== Segment start ==
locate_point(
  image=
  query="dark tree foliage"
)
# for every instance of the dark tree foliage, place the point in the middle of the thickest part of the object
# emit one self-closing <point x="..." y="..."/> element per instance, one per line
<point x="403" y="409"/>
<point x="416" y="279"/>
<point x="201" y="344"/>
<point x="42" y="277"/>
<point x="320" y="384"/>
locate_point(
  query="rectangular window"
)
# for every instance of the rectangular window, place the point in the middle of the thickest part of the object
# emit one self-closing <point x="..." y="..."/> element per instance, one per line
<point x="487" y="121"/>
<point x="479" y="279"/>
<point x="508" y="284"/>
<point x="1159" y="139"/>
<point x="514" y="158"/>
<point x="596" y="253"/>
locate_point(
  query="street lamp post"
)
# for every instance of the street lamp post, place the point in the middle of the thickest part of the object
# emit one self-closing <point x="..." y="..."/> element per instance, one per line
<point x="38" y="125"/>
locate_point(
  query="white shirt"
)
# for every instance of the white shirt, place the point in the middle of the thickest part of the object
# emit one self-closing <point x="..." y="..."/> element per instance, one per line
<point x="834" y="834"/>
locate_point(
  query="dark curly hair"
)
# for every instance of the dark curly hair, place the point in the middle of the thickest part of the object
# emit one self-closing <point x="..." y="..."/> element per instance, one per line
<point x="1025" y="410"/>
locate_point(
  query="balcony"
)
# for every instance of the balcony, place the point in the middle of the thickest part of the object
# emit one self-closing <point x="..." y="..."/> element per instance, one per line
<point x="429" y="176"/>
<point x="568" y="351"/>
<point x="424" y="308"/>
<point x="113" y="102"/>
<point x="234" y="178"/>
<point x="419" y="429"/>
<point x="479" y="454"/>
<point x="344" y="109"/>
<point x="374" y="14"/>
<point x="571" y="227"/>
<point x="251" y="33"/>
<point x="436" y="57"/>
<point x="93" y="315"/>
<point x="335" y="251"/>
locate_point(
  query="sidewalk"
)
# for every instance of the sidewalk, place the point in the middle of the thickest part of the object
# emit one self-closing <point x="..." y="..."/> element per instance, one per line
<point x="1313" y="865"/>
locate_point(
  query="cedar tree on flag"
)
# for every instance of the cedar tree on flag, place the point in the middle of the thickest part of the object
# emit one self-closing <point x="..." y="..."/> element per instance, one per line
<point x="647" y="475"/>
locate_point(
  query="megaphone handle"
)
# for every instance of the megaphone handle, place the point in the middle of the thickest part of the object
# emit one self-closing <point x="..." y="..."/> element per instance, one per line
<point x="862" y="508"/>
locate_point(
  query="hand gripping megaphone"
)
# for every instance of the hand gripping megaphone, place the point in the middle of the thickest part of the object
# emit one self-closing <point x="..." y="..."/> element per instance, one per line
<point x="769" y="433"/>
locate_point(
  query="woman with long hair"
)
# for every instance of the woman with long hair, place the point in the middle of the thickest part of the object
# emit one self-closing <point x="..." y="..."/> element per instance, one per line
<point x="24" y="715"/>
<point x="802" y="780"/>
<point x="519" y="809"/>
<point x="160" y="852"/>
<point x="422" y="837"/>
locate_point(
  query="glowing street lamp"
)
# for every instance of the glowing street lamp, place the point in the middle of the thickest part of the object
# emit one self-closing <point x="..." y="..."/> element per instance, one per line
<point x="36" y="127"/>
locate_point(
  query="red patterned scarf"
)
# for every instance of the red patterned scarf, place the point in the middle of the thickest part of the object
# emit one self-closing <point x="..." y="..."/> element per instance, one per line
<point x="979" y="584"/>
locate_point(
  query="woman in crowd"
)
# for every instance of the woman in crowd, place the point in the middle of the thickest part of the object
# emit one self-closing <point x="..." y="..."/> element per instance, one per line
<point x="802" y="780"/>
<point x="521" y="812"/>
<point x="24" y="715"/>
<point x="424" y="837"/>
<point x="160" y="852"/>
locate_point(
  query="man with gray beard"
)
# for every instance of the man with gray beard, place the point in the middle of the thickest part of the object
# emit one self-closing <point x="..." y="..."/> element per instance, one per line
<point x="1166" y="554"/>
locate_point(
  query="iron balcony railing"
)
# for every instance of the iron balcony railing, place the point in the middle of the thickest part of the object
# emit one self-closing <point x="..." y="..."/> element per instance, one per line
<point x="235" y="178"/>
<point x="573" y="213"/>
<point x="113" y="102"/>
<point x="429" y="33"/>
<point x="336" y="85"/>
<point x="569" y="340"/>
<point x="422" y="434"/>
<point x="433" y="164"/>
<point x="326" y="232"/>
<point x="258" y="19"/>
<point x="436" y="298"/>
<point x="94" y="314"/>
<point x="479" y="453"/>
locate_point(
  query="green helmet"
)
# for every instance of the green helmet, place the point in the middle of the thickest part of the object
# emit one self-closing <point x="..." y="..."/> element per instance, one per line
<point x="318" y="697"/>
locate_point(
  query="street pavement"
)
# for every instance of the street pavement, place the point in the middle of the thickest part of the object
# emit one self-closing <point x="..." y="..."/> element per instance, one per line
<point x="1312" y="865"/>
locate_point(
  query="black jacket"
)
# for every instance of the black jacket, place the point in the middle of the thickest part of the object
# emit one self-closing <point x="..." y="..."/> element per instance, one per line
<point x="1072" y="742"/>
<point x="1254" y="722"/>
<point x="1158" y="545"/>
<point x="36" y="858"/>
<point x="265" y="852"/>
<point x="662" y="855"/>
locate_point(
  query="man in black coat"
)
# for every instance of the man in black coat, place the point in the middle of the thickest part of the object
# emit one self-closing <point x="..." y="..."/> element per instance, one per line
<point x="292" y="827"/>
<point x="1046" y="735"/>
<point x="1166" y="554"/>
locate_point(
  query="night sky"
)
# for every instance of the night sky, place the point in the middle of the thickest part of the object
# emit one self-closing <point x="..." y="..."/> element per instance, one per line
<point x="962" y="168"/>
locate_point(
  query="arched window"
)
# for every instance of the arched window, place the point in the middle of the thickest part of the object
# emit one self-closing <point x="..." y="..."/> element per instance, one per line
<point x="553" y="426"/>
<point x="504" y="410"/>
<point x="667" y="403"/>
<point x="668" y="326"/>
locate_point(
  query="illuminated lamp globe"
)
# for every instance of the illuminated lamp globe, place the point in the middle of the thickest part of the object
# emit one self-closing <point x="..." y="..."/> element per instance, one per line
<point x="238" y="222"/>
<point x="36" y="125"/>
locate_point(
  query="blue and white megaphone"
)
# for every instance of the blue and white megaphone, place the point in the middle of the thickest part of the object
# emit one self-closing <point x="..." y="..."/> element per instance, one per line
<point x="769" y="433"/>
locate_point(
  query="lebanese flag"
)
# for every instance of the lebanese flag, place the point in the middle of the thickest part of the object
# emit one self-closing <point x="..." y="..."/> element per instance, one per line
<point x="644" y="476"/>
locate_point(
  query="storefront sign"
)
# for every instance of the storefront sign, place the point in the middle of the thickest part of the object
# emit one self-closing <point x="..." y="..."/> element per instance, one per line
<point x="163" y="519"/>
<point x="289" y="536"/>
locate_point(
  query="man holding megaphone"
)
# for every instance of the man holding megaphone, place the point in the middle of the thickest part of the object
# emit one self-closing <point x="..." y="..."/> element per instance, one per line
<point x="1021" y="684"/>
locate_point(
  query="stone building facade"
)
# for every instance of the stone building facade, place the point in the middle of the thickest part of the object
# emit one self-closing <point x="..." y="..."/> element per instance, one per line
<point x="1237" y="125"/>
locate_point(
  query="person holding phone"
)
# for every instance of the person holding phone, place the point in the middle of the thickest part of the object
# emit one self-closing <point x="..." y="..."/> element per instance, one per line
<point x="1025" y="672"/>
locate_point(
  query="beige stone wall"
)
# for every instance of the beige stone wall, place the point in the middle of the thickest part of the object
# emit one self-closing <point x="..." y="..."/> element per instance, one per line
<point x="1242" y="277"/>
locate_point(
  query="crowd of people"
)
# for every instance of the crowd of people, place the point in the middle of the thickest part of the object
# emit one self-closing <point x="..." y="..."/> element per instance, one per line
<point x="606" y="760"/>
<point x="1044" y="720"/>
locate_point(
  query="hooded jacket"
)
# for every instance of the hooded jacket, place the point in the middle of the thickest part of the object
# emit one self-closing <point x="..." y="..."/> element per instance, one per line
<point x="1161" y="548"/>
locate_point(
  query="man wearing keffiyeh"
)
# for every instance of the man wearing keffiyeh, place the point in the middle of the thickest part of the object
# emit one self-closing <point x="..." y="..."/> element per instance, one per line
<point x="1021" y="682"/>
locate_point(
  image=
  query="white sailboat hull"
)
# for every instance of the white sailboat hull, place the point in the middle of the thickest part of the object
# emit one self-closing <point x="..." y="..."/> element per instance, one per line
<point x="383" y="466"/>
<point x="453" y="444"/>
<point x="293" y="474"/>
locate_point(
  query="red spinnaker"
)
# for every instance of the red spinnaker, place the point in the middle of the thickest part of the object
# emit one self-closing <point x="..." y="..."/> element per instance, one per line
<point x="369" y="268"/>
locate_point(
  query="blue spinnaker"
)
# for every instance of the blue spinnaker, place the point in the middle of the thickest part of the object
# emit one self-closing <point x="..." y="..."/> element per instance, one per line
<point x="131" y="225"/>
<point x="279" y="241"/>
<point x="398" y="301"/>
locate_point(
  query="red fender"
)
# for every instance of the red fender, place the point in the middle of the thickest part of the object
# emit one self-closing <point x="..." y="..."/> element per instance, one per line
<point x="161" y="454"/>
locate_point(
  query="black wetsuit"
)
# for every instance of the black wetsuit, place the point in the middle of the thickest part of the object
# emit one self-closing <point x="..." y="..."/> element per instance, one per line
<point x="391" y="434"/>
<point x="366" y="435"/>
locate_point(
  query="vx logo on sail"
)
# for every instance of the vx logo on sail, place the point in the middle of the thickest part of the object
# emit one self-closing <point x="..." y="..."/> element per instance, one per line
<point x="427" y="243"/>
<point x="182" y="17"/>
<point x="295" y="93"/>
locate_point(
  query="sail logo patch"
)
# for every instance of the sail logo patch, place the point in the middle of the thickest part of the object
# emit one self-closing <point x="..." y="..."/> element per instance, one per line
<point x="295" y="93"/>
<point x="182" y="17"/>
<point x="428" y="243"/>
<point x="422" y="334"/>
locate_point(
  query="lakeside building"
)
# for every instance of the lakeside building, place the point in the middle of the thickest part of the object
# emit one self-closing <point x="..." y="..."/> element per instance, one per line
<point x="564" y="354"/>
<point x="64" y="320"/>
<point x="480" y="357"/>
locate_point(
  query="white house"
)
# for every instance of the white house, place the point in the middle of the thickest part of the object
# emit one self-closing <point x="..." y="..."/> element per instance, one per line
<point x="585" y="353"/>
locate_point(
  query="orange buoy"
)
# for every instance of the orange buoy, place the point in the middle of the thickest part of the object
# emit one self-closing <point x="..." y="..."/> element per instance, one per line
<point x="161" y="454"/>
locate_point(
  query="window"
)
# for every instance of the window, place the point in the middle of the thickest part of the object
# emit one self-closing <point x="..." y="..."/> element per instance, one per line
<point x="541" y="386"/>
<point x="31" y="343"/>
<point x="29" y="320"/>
== Segment end ==
-- TO DO --
Using the data above, transcribe the lines that run from the line with "# for every instance of the street pavement, place" to the line with "# for every instance of the black jacket, place", both ends kept, and output nothing else.

-- EXERCISE SOLUTION --
# for every instance of the street pavement, place the point in the middle of the thickest part of the object
# emit one self-closing <point x="..." y="..."/> element per instance, one per line
<point x="1312" y="865"/>
locate_point(
  query="black jacket"
)
# for every instance of the black jacket, place the point in the middle of the thickest part of the object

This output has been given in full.